■ Entries taken from a collection:
# # # # #

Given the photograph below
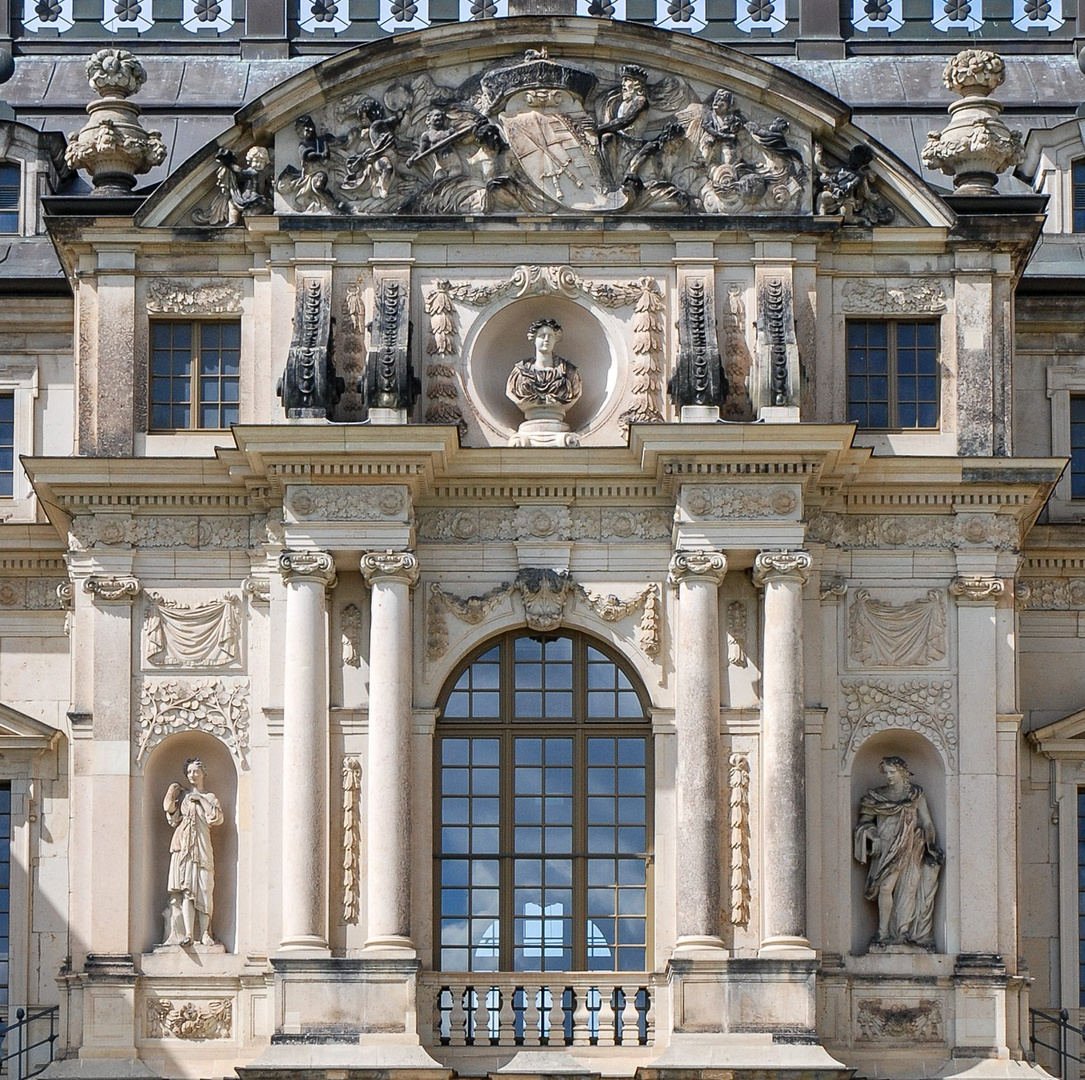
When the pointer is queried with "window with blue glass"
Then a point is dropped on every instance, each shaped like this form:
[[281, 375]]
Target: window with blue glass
[[1077, 193], [195, 375], [543, 811], [893, 373], [9, 197], [7, 445]]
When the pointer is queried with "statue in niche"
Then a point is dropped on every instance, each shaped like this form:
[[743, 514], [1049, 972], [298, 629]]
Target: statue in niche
[[544, 388], [191, 885], [895, 838]]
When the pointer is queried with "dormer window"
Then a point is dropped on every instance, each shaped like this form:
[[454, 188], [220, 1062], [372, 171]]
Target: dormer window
[[9, 198]]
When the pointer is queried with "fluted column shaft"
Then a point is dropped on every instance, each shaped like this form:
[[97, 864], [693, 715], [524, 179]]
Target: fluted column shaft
[[698, 575], [391, 575], [783, 766], [307, 575]]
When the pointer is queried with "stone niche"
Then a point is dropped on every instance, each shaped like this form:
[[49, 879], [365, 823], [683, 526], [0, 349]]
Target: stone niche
[[929, 773], [164, 766], [497, 340]]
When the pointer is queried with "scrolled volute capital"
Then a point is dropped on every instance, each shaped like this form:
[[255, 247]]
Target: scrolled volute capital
[[977, 588], [395, 567], [771, 567], [307, 566], [112, 589], [698, 566]]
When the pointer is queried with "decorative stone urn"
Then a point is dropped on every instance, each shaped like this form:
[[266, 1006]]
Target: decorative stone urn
[[113, 148], [977, 145]]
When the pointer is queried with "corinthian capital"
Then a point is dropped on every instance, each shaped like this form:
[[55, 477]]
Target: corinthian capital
[[307, 566], [399, 567], [112, 589], [978, 589], [781, 567], [698, 566]]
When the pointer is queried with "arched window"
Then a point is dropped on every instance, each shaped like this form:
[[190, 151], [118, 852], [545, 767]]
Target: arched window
[[544, 783], [9, 197]]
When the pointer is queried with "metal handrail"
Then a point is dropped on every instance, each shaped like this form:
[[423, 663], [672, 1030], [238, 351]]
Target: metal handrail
[[20, 1033], [1063, 1028]]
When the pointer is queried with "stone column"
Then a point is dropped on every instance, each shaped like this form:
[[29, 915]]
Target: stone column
[[391, 575], [306, 574], [783, 769], [698, 575]]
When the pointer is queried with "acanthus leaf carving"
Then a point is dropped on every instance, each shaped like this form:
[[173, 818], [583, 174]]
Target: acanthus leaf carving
[[905, 635], [189, 1019], [211, 706], [200, 635], [916, 704]]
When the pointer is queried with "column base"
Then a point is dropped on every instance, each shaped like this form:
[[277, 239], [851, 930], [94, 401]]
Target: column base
[[787, 947]]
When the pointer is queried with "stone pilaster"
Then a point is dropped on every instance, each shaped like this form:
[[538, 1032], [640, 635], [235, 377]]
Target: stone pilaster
[[307, 575], [698, 576], [391, 575], [783, 771]]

# # # # #

■ Work required: Return every line of the listing above that contains the word "leaf", treating uppercase and lowercase as different.

■ Finished exercise:
When the pointer is queried with "acanthus leaf carving"
Target: acanthus leaf carving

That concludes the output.